- Exercise material
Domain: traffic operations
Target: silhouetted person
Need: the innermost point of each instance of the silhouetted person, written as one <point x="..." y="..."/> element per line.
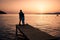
<point x="21" y="17"/>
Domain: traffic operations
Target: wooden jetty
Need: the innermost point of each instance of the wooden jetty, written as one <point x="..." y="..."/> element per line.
<point x="28" y="32"/>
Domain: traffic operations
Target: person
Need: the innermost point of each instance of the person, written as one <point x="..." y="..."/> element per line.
<point x="21" y="17"/>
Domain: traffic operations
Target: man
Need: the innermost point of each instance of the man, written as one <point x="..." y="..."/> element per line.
<point x="21" y="17"/>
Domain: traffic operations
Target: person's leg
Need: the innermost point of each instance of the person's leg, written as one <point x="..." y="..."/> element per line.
<point x="20" y="22"/>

- Your task
Reproduce all of the records above, requests included, with each x and y coordinate in the answers multiplied by 1.5 and rounded to a whole number, halves rounding up. Leave the pictures out.

- The answer
Domain: traffic operations
Target: silhouetted person
Need: the innermost point of each instance of the silhouetted person, written as one <point x="..." y="..."/> element per line.
<point x="32" y="26"/>
Domain: traffic operations
Target: wooden jetty
Need: the innermost point of each instance of the wooden jetty, written as one <point x="..." y="..."/> element per line.
<point x="42" y="48"/>
Domain: traffic operations
Target: person
Need: the innermost point of each instance of the person, written as one <point x="..." y="..."/> element per line.
<point x="32" y="26"/>
Domain: traffic operations
Target: man
Need: the innermost point of each instance of the man, written as one <point x="..." y="..."/> element per line.
<point x="32" y="26"/>
Domain: traffic operations
Target: person's leg
Need: the innermost point of each instance of the person's leg, written as one <point x="..." y="..."/> element per line.
<point x="30" y="33"/>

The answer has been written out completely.